* **Document excerpt**
● ● ● ● ●
I used to think that “prophets” were people who foretold the future. Indeed, that’s common usage. Dictionary synonyms include seer, soothsayer, clairvoyant, prognosticator, diviner, oracle, augur, sibyl
But that’s not the role of Biblical prophets. God’s prophets are people who proclaim God’s will for the people, who tell the truth about things as they are in the present moment and who cast an imaginative vision for the future.
They are people of extraordinary courage and faith, who are engaged in life, who play their part fearlessly, willing to risk everything for what they believe they are called to do.
Sometimes the prophet tells the truth to an individual in power, as John the Baptist did when he condemned Herod’s adulterous marriage to Herodias.
Sometimes prophets hold up the mirror to the sins of the culture at large. That’s what the prophet Amos was called to do in the 8th century BCE (before the common era). We read the passage in chapter 7 where he’s getting the prophet’s reward, being banished by the High Priest from the Israel.
Amos had delivered God’s judgment on the systemic social injustice there: the luxurious lives of the rich urban landowners and the poverty of their rural tenants.
● ● ● ● ●
* **Stored dataset items**

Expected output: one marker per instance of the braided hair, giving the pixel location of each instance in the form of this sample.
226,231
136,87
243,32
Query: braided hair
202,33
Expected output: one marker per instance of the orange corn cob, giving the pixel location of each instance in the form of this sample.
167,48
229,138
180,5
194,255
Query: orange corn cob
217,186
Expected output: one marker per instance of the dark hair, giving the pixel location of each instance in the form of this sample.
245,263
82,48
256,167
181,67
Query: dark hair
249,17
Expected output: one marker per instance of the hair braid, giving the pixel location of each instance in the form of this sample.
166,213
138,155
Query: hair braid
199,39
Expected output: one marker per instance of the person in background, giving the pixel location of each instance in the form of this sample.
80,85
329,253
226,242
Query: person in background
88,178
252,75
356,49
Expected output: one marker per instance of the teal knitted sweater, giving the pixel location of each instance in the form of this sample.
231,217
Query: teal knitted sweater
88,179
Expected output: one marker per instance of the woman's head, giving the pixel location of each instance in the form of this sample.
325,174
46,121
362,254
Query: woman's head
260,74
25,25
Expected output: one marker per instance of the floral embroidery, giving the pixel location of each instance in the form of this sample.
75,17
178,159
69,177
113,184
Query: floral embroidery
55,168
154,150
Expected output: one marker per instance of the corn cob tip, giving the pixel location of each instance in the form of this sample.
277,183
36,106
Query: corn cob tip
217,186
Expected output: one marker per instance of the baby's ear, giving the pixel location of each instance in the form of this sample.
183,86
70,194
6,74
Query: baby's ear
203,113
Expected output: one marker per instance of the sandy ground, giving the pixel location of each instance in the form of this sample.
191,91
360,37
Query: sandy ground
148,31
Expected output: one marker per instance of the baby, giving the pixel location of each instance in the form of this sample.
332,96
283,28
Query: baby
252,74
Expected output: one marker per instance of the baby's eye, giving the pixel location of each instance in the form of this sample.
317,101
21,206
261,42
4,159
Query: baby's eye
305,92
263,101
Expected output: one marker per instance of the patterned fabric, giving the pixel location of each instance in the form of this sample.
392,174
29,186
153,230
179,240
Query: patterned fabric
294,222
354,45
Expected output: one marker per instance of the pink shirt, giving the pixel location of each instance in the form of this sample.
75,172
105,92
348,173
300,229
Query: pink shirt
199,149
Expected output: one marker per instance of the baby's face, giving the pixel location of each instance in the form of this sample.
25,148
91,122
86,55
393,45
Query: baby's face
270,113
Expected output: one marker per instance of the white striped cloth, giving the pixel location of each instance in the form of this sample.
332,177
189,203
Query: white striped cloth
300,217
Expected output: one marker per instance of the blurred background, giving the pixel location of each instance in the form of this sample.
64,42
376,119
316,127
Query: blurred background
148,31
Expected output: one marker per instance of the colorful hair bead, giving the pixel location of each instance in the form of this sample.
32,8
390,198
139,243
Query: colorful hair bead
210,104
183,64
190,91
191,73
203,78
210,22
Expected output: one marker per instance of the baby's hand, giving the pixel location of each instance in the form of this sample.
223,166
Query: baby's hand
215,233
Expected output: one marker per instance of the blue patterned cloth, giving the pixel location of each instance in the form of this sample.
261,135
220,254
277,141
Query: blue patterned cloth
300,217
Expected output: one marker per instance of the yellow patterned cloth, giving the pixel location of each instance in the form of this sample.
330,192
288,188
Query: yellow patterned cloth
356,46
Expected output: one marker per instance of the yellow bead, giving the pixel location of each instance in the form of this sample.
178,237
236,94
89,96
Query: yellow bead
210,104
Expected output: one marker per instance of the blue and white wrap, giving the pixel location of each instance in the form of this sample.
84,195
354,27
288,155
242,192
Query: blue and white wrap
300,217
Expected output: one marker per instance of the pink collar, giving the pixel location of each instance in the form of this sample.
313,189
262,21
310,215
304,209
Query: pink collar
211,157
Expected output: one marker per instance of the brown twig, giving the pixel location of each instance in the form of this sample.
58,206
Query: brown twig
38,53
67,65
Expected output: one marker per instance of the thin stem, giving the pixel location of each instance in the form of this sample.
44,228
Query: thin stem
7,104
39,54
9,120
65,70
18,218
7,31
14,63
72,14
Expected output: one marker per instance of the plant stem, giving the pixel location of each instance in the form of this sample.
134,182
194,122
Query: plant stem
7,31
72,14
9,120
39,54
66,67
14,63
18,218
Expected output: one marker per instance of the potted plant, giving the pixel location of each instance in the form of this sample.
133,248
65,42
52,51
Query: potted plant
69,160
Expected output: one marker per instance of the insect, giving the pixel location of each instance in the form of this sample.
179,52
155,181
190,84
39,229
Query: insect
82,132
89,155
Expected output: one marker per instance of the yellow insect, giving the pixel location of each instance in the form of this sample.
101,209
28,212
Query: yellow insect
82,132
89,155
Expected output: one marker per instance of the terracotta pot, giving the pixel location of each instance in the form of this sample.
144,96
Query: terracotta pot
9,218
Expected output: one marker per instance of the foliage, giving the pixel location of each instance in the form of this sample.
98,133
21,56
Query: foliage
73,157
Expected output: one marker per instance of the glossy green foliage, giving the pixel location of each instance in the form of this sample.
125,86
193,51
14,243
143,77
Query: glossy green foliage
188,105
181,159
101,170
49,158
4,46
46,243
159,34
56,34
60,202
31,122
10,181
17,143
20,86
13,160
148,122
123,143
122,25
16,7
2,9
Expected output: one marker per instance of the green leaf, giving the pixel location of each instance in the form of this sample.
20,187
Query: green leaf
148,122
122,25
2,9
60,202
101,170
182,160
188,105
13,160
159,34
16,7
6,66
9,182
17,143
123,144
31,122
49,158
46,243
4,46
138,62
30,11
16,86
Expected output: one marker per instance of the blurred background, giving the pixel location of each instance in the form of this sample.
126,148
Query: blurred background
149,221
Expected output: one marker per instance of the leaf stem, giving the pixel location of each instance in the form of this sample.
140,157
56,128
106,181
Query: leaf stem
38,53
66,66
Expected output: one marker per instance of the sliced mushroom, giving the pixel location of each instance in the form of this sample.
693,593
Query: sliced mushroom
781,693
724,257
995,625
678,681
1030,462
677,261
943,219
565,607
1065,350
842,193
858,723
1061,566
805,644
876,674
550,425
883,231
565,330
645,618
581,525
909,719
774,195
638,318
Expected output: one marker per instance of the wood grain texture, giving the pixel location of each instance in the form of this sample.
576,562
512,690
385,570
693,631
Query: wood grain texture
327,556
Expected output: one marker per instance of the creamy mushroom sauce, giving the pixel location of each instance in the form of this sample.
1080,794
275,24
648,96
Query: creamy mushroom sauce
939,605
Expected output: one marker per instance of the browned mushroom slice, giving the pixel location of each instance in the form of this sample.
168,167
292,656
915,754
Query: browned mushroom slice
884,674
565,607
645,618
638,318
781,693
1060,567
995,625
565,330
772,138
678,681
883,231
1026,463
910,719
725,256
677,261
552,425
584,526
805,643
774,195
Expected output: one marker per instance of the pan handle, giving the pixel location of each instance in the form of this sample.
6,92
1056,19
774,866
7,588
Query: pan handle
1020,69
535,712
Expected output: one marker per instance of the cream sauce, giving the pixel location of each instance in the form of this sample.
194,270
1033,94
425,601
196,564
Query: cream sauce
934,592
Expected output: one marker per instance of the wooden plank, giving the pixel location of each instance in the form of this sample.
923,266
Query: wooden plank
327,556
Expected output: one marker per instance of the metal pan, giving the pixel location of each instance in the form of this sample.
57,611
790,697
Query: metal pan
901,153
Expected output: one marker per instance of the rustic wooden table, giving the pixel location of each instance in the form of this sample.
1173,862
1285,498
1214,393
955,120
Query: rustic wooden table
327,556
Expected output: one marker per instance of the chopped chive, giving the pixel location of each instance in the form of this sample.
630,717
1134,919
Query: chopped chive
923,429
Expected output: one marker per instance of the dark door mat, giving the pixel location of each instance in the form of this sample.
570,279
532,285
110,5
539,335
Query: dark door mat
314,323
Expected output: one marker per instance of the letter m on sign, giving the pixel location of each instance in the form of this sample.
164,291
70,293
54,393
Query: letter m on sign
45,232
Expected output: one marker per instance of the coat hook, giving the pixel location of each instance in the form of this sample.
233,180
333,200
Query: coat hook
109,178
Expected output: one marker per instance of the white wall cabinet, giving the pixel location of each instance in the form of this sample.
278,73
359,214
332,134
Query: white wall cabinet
● ● ● ● ●
* **What is being asked**
Reproduce the passage on biblical prophets above word for word, from beginning to end.

* **Correct answer**
I used to think that “prophets” were people who foretold the future. Indeed, that’s common usage. Dictionary synonyms include seer, soothsayer, clairvoyant, prognosticator, diviner, oracle, augur, sibyl
But that’s not the role of Biblical prophets. God’s prophets are people who proclaim God’s will for the people, who tell the truth about things as they are in the present moment and who cast an imaginative vision for the future.
They are people of extraordinary courage and faith, who are engaged in life, who play their part fearlessly, willing to risk everything for what they believe they are called to do.
Sometimes the prophet tells the truth to an individual in power, as John the Baptist did when he condemned Herod’s adulterous marriage to Herodias.
Sometimes prophets hold up the mirror to the sins of the culture at large. That’s what the prophet Amos was called to do in the 8th century BCE (before the common era). We read the passage in chapter 7 where he’s getting the prophet’s reward, being banished by the High Priest from the Israel.
Amos had delivered God’s judgment on the systemic social injustice there: the luxurious lives of the rich urban landowners and the poverty of their rural tenants.